__Work required__. In the records below, find the line containing "of the paddle", then extract that line and all subsequent lines exactly, leaving out everything else.

__Provided material__.
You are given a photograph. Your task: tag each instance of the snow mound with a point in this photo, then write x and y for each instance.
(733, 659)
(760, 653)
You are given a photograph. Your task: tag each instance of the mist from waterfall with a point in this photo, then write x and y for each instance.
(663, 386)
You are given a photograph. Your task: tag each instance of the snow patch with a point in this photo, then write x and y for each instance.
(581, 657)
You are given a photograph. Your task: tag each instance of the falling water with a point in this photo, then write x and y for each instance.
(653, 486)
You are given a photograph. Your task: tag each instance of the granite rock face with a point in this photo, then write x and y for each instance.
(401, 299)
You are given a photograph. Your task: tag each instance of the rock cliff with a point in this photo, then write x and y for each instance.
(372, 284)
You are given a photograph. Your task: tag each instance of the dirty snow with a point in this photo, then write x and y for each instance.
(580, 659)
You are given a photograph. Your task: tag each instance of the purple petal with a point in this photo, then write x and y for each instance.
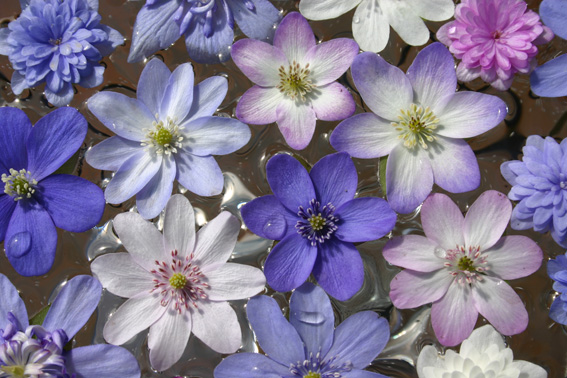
(74, 305)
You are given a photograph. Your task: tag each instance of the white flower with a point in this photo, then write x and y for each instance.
(483, 354)
(177, 283)
(373, 18)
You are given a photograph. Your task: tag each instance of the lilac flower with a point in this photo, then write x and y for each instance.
(419, 121)
(206, 24)
(308, 346)
(166, 134)
(34, 201)
(494, 39)
(317, 220)
(539, 182)
(59, 42)
(557, 271)
(295, 80)
(549, 79)
(461, 264)
(177, 283)
(37, 350)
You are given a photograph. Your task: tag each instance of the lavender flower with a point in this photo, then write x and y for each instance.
(308, 346)
(34, 201)
(494, 39)
(295, 80)
(166, 134)
(207, 26)
(37, 350)
(59, 42)
(539, 182)
(419, 121)
(317, 220)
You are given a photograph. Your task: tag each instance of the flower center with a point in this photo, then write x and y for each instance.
(19, 185)
(416, 126)
(295, 82)
(317, 223)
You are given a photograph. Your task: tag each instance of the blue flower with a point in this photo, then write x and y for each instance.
(34, 201)
(317, 220)
(59, 42)
(206, 24)
(37, 350)
(166, 134)
(308, 346)
(539, 182)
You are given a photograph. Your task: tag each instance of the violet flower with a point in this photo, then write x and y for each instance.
(176, 283)
(34, 200)
(206, 25)
(317, 220)
(59, 42)
(419, 121)
(461, 266)
(539, 183)
(166, 134)
(494, 39)
(308, 346)
(295, 80)
(38, 350)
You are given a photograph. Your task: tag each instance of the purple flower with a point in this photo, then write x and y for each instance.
(549, 79)
(494, 39)
(461, 264)
(317, 220)
(206, 24)
(419, 121)
(34, 201)
(166, 134)
(37, 350)
(308, 346)
(59, 42)
(295, 80)
(539, 182)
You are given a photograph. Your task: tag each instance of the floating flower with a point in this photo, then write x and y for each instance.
(34, 201)
(483, 354)
(461, 266)
(418, 121)
(539, 182)
(494, 39)
(317, 220)
(166, 134)
(59, 42)
(177, 283)
(308, 346)
(38, 350)
(207, 26)
(373, 18)
(295, 80)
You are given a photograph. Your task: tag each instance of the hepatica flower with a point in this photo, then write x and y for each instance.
(373, 18)
(418, 121)
(33, 201)
(317, 220)
(38, 350)
(494, 39)
(59, 42)
(539, 183)
(461, 264)
(166, 134)
(308, 346)
(206, 25)
(295, 80)
(176, 283)
(483, 354)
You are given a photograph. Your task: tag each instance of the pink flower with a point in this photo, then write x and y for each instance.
(494, 39)
(461, 266)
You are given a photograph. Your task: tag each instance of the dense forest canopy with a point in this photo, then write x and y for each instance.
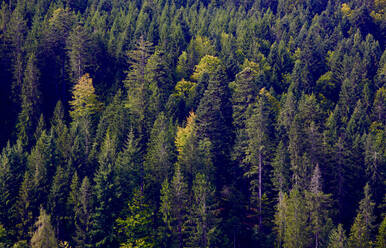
(192, 123)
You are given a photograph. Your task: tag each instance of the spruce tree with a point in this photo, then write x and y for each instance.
(361, 232)
(318, 206)
(174, 200)
(82, 217)
(137, 226)
(202, 222)
(337, 238)
(44, 236)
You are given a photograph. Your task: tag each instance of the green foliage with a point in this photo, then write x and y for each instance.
(246, 104)
(44, 235)
(362, 228)
(174, 200)
(337, 238)
(84, 103)
(137, 226)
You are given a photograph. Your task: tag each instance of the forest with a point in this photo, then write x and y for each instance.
(192, 123)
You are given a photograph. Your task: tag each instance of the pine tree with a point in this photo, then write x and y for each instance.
(337, 238)
(136, 84)
(81, 51)
(129, 168)
(160, 154)
(57, 200)
(259, 148)
(3, 236)
(29, 115)
(159, 79)
(381, 237)
(362, 228)
(82, 216)
(85, 103)
(174, 208)
(318, 205)
(296, 232)
(44, 236)
(202, 221)
(280, 218)
(214, 116)
(137, 226)
(105, 199)
(281, 169)
(194, 155)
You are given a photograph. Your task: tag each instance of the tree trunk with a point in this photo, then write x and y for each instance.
(260, 187)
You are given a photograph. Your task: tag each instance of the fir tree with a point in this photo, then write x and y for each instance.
(137, 226)
(337, 238)
(361, 232)
(44, 236)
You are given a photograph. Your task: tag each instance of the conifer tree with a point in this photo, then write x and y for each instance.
(82, 216)
(202, 221)
(174, 208)
(194, 155)
(337, 238)
(44, 236)
(57, 198)
(160, 155)
(318, 205)
(296, 232)
(137, 226)
(259, 148)
(81, 51)
(136, 84)
(280, 218)
(381, 237)
(85, 103)
(361, 232)
(29, 115)
(214, 114)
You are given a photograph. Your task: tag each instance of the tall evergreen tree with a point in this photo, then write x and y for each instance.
(337, 238)
(137, 226)
(174, 208)
(83, 214)
(202, 221)
(44, 236)
(361, 232)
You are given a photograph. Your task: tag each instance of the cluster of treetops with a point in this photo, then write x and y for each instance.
(192, 123)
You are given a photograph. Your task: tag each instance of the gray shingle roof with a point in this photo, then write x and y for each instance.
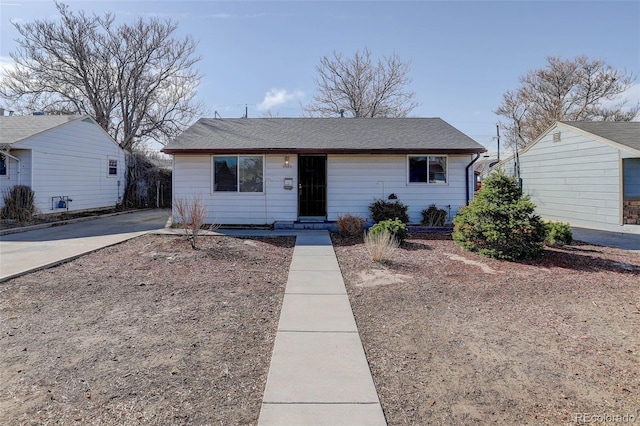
(623, 132)
(323, 135)
(16, 128)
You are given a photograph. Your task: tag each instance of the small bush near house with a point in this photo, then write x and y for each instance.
(388, 210)
(19, 203)
(191, 215)
(558, 234)
(395, 227)
(350, 225)
(500, 222)
(380, 244)
(433, 216)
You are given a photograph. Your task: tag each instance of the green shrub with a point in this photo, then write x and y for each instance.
(19, 203)
(388, 210)
(394, 227)
(500, 222)
(433, 216)
(350, 224)
(558, 234)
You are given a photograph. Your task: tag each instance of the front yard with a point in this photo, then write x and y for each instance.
(454, 338)
(145, 332)
(152, 332)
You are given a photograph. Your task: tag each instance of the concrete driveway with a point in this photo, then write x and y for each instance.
(41, 248)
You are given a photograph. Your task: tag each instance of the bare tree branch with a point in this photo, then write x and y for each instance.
(566, 89)
(137, 80)
(361, 88)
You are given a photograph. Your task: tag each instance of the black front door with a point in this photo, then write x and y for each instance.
(312, 189)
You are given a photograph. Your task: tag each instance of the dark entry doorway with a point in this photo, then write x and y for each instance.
(312, 189)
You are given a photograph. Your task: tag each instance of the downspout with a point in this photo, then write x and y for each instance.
(6, 153)
(467, 176)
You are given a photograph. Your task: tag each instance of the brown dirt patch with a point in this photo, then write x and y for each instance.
(471, 340)
(145, 332)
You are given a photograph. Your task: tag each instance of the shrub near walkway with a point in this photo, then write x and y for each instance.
(146, 332)
(455, 338)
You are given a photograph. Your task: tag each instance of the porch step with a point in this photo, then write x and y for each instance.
(324, 226)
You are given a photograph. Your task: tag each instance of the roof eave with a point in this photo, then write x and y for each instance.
(373, 151)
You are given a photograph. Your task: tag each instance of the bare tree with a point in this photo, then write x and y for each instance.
(191, 216)
(358, 87)
(566, 89)
(136, 80)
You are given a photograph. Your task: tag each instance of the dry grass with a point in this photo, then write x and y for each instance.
(381, 245)
(455, 338)
(145, 332)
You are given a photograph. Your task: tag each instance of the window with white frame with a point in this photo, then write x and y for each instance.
(427, 169)
(113, 167)
(238, 173)
(4, 166)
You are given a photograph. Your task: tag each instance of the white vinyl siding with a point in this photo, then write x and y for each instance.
(354, 181)
(71, 161)
(193, 177)
(575, 180)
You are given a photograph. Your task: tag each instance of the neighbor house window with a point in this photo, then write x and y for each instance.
(3, 166)
(238, 173)
(427, 169)
(113, 167)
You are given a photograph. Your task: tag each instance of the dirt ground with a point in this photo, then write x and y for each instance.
(454, 338)
(152, 332)
(145, 332)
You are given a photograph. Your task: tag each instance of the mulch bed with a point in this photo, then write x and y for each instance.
(454, 338)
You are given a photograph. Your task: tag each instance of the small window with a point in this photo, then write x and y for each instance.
(427, 169)
(238, 174)
(113, 167)
(3, 165)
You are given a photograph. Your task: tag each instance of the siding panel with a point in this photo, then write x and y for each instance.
(576, 180)
(72, 160)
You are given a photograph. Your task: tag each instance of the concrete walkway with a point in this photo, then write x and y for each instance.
(319, 373)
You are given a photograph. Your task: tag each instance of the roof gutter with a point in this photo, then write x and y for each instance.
(371, 151)
(467, 176)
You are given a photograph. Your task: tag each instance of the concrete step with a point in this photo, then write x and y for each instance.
(300, 226)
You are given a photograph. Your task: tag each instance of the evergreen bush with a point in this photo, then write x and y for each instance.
(350, 224)
(388, 210)
(558, 234)
(433, 216)
(500, 222)
(19, 203)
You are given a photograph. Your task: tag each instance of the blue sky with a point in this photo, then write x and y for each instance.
(464, 54)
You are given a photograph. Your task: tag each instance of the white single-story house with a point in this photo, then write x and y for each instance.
(585, 173)
(265, 170)
(69, 162)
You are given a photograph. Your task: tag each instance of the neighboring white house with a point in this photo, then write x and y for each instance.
(69, 162)
(266, 170)
(584, 173)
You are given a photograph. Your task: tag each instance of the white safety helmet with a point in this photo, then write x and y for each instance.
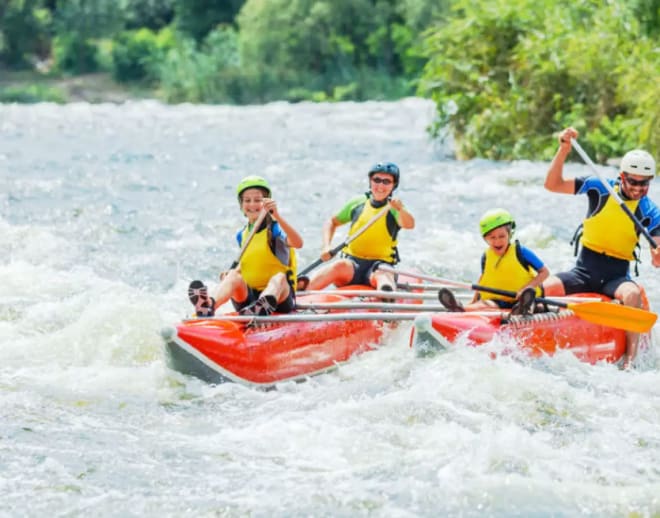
(638, 162)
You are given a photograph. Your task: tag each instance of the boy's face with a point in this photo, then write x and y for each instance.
(382, 185)
(498, 239)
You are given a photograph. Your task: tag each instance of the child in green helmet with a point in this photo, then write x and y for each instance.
(505, 265)
(261, 281)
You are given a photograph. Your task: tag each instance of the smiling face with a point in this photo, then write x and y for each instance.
(251, 202)
(382, 185)
(498, 239)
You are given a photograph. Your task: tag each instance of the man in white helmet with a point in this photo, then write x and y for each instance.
(609, 236)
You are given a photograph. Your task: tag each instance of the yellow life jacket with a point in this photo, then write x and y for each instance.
(610, 231)
(505, 272)
(376, 243)
(260, 262)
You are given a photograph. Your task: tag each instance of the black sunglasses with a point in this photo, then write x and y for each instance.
(636, 183)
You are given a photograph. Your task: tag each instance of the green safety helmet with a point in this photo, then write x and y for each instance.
(250, 182)
(495, 218)
(388, 168)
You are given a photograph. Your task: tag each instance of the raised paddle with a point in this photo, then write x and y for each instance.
(348, 240)
(603, 313)
(638, 225)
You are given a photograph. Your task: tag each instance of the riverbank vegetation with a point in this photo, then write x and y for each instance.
(504, 74)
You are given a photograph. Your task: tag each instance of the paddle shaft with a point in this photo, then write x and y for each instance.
(348, 240)
(638, 225)
(603, 313)
(328, 317)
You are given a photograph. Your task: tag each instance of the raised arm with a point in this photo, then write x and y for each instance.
(406, 219)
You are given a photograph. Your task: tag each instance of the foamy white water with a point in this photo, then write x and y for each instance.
(107, 212)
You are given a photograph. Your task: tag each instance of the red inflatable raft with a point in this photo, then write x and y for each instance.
(280, 347)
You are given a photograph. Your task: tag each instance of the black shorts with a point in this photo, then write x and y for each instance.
(595, 272)
(286, 306)
(363, 268)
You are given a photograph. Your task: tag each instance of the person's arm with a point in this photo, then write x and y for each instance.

__Completed task__.
You are given a photograph. Your task: tag each instance of the paddle shaft with a point in this photo, then write x and y for each instance.
(348, 240)
(638, 225)
(603, 313)
(328, 317)
You are given a photograph. Your task: tag each instance of the raised arm with a point in this photo, then write x and y for each instance.
(406, 219)
You are given a photograph. Your task: tag each instance of the foamy white water with a point in this photo, then write x and y for each instance.
(107, 212)
You are given a photograph. Your task: tag each instance of the red inflatable raft with a point in this photo, then write x and y for each instance.
(280, 347)
You are given a photograph. Your task: tag each instance of the black shorts with a point in this photo, then write x and y for each instance.
(595, 272)
(286, 306)
(363, 268)
You are given a photograph. Your task: tag each instance of the person's arm with a point in this photo, then write x and y for each instance.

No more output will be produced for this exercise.